§ **Given information**:

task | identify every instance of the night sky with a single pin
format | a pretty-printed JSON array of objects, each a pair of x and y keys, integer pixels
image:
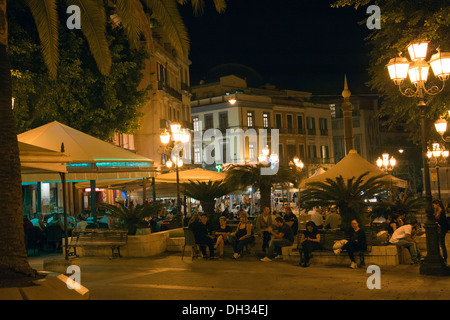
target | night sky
[{"x": 293, "y": 44}]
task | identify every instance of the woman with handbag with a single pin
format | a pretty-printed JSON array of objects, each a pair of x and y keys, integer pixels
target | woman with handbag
[{"x": 357, "y": 242}]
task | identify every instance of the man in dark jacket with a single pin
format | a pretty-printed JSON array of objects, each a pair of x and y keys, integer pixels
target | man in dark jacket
[{"x": 202, "y": 237}]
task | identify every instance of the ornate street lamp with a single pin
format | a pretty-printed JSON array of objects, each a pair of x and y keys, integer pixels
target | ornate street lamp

§ **Aim of the exercise**:
Locate "task | identify every instance of the woman" in the material, then quote the line that contains it and all lines after it through the final one.

§ **Output**:
task | identify every instance of the woman with handbag with a single pin
format | a pretty-printed JSON array of objects, each a pair of x and y keys, integer pixels
target | woman with handbag
[{"x": 357, "y": 242}]
task | identify every instance of the man in dark jacket with a single pin
format | a pretty-printed JSON array of objects, each a pair of x and y keys, integer pixels
target | man in dark jacket
[{"x": 202, "y": 237}]
task | identify every instance of the ornate street lamp with a single pin
format | a pretty-printed JSON array of objects, each a pair of x and y keys, integer pixels
target | ornate street lamp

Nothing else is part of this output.